(Beginning of Selected excerpt)

Damayan to turn over school to Pablo-hit town
COMPOSTELA VALLEY, Philippines – Close to 400 high school students are expected to benefit from the new six-room building that Operation Damayan, The Philippine STAR Group of Companies’ social arm, turns over today to the Corazon C. Aquino High School in Purok 1, Sitio Baclog, Barangay Osmeña, Compostela town.
The inauguration of the new school building, which The Philippine STAR constructed at a cost of over P3 million, marks not only the start of a new school year but also the beginning of a more hopeful future for the youth of Compostela.
The town was badly ravaged last December by super Typhoon Pablo, which claimed more than 1,000 lives.
Noting news reports on the huge number of out-of-school youths due to an acute shortage of public secondary schools in the country, Philippine STAR president and CEO Miguel G. Belmonte shared that the school donation is the company’s gift to families of Compostela Valley and a lasting contribution to the future of their youth.
“We were a school without a building,†teacher Sandy Yee said of what remained of Corazon C. Aquino High School following the devastation. Students and teachers had to make do with an old warehouse as a makeshift school.
Yee shared that they wanted to relocate to a safer area that would not be as badly affected by future typhoons. A local resident had donated a 5,000-sqm. property but they lacked the resources to build the school.
After a series of relief operations conducted with the help of STAR readers and benefactors, representatives of Operation Damayan visited the site and chose it as the beneficiary of its yearly Adopt-a-School program.
Each year since 2002, Operation Damayan has chosen one school from different areas across the Philippines for the said program.
Yee said the residents would have been happy with just one classroom, but Operation Damayan will inaugurate today a six-room school building with five classrooms and a library/clinic.
Local residents, especially parents and teachers as well as the students, are most grateful that they no longer have to take the daily eight-kilometer walk just to reach the main Compostela National High School in the poblacion.
Each classroom is equipped with its own restroom, projector, television and DVD player. Damayan also provided sewing machines and a tabletop oven for the school’s technology and livelihood education classes.
Following Damayan’s Adopt-a-School tradition, teachers, students and their parents present at the inauguration will be treated to breakfast cooked by Damayan volunteers, games with prizes, new school uniforms and bags with school supplies, all provided by The STAR.
Also joining STAR president and CEO Miguel Belmonte in the turnover are officials of the Department of Education and the local government.

(End of Selected excerpt)
(Beginning of Data extract)

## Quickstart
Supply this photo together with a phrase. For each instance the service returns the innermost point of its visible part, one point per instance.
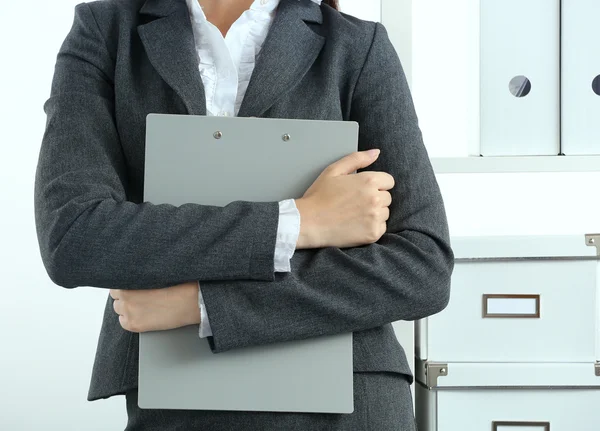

(End of Data extract)

Assignment 1: In the article about the Compostela school turnover, copy word for word the passage starting with "The town was" and going on through "a makeshift school.".
Assignment 2: According to the article about the Compostela school turnover, how far was the daily walk to reach the main Compostela National High School in the poblacion?

Task response 1:
The town was badly ravaged last December by super Typhoon Pablo, which claimed more than 1,000 lives.
Noting news reports on the huge number of out-of-school youths due to an acute shortage of public secondary schools in the country, Philippine STAR president and CEO Miguel G. Belmonte shared that the school donation is the company’s gift to families of Compostela Valley and a lasting contribution to the future of their youth.
“We were a school without a building,†teacher Sandy Yee said of what remained of Corazon C. Aquino High School following the devastation. Students and teachers had to make do with an old warehouse as a makeshift school.

Task response 2: Eight kilometers.